◆ Set problem ◆
Count the lines in the records below that contain the string "brown", with case counting, and give only that number.

◆ Material provided ◆
-=-=-=-=-
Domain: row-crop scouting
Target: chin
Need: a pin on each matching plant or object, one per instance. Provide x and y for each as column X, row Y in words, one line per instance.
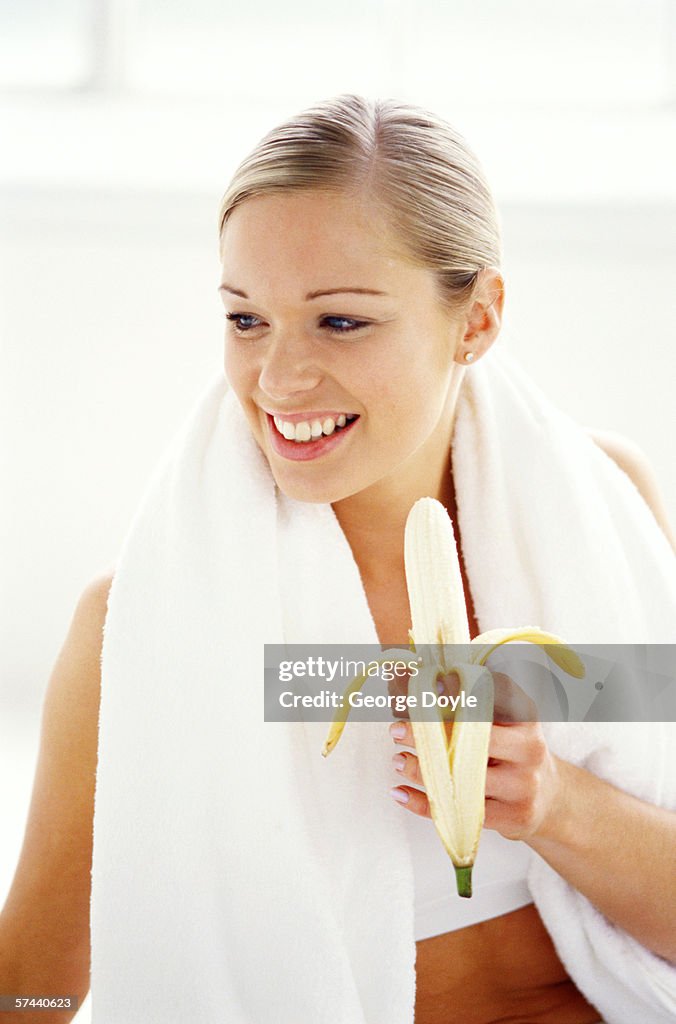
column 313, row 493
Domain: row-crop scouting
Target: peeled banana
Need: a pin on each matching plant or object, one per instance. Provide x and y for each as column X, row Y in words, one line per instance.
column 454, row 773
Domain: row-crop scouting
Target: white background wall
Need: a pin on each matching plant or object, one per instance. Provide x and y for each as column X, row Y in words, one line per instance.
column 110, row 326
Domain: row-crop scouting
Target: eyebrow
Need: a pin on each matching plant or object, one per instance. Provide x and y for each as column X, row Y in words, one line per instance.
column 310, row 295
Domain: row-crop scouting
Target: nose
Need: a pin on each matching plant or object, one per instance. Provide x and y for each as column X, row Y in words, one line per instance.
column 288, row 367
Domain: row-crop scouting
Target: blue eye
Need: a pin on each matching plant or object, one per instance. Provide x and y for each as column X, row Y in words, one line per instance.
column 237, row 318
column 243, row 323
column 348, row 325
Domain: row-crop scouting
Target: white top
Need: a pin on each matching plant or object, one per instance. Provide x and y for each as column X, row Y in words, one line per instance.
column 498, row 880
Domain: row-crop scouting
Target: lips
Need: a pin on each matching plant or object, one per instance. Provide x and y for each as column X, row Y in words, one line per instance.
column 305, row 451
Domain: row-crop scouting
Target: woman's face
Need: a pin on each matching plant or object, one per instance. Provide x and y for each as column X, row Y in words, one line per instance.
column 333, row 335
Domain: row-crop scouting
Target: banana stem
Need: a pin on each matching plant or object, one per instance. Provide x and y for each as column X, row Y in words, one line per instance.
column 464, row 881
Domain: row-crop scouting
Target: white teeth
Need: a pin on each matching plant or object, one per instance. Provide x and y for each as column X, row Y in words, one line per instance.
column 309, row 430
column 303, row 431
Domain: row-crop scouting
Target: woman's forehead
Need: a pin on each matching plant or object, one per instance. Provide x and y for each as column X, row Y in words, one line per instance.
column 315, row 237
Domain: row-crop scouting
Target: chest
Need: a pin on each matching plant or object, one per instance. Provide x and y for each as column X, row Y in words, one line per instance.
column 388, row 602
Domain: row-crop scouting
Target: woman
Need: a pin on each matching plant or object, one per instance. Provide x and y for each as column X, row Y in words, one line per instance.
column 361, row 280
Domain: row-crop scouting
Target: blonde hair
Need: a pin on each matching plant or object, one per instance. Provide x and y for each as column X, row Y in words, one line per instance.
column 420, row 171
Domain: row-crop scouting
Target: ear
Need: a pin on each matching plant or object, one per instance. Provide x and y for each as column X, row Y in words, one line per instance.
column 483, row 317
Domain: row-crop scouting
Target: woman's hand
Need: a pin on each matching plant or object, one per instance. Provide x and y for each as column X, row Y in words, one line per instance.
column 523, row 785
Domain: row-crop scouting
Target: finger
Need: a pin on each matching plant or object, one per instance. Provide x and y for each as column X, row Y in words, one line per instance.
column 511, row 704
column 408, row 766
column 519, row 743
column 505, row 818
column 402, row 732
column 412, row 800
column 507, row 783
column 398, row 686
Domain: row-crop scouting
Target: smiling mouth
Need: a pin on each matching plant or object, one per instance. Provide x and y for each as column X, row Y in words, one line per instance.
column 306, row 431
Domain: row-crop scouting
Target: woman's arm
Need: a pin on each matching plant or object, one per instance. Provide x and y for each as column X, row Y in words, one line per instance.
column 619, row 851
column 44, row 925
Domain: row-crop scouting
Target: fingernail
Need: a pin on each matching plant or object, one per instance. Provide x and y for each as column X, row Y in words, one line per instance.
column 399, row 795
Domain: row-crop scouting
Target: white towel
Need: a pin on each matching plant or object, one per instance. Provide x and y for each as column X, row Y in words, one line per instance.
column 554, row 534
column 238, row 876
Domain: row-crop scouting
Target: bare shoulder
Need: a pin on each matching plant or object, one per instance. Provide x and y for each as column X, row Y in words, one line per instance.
-=-=-=-=-
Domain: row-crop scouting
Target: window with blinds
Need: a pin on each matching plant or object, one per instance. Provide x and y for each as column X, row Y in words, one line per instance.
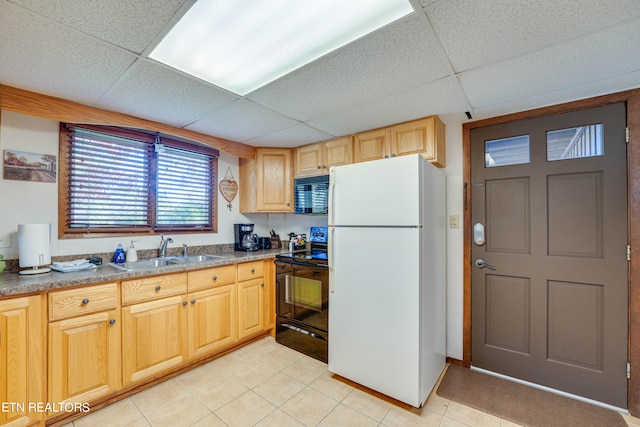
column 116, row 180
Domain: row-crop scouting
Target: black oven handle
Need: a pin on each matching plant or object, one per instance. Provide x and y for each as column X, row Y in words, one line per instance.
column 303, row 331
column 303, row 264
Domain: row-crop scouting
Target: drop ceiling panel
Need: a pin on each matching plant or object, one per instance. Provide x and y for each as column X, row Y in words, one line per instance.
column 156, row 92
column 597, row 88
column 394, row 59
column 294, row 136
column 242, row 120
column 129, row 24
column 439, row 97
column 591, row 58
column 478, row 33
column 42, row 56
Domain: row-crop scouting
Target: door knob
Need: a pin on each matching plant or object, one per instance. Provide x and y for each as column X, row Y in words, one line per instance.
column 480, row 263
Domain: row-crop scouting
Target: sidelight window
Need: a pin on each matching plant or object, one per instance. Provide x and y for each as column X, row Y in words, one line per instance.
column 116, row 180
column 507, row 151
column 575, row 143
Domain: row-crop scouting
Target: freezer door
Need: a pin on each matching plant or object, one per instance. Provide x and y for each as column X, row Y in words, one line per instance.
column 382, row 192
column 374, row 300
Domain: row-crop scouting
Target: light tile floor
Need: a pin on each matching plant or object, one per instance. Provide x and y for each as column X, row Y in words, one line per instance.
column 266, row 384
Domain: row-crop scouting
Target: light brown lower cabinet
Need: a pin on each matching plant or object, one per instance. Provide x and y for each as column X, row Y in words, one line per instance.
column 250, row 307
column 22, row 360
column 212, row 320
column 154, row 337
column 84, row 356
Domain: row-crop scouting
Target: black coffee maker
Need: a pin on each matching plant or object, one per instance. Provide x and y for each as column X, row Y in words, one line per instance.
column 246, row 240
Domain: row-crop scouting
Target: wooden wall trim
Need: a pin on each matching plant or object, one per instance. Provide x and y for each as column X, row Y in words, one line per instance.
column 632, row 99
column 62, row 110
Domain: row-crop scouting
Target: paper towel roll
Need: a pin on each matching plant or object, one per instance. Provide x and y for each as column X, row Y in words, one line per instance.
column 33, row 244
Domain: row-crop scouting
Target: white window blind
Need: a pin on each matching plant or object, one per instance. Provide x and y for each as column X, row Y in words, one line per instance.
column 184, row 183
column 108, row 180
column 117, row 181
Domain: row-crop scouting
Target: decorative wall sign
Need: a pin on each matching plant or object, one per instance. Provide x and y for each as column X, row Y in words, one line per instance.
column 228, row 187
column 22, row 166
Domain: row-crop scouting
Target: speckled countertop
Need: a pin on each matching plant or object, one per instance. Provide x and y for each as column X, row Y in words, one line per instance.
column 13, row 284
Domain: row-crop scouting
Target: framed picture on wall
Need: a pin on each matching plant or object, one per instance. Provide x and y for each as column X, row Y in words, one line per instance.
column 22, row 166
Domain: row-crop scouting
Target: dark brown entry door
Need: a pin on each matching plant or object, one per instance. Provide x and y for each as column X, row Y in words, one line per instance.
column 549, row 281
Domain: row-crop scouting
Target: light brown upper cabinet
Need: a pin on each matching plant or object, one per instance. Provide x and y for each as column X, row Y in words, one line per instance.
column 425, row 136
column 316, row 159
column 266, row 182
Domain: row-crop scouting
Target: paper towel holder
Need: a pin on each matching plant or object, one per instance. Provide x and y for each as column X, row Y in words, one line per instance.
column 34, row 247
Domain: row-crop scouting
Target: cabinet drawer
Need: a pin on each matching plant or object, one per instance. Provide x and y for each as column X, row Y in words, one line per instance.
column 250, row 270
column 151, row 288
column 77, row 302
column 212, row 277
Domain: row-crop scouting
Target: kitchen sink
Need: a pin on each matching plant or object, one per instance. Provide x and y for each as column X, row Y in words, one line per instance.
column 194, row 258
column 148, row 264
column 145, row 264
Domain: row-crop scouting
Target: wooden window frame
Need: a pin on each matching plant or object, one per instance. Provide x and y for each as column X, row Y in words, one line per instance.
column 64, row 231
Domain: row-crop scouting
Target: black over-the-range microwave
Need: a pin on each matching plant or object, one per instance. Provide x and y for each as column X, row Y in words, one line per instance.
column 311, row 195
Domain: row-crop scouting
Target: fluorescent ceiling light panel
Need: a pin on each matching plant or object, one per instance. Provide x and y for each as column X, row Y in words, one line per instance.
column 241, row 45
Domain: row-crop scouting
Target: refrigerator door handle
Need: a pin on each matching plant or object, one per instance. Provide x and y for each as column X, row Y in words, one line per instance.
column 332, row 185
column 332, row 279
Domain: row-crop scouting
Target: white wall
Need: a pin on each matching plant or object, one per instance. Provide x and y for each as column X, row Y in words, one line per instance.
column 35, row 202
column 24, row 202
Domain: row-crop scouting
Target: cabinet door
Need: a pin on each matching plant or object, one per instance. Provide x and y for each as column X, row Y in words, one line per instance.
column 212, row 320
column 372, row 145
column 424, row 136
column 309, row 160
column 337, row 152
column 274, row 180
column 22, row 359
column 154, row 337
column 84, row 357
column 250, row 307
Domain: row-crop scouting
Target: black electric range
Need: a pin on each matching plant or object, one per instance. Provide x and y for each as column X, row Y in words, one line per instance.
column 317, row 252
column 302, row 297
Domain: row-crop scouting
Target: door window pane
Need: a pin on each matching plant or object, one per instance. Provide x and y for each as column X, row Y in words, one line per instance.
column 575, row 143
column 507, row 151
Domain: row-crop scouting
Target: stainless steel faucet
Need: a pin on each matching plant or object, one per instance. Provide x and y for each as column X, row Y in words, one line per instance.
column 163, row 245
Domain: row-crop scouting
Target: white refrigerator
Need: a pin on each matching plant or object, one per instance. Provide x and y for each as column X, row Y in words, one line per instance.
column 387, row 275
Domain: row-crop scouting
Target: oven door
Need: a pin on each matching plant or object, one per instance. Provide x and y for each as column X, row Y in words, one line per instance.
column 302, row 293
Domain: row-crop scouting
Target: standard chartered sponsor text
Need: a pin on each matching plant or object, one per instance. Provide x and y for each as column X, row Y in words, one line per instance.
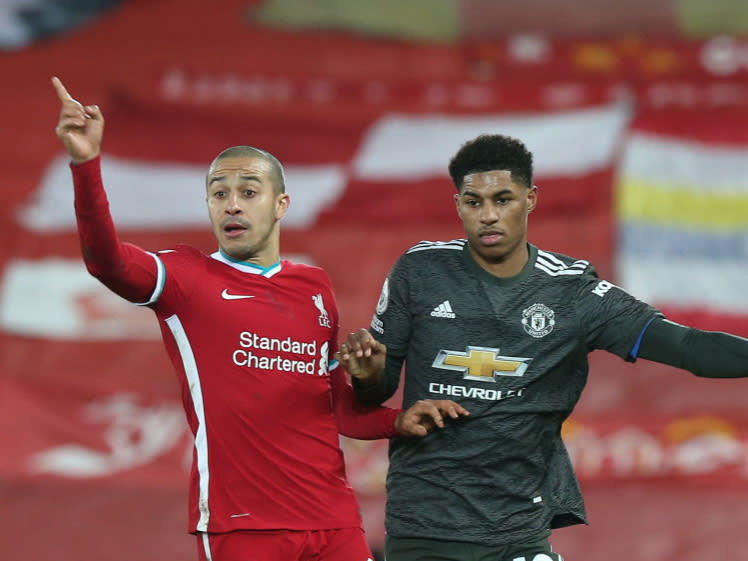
-=-=-=-=-
◆ Correct result ◆
3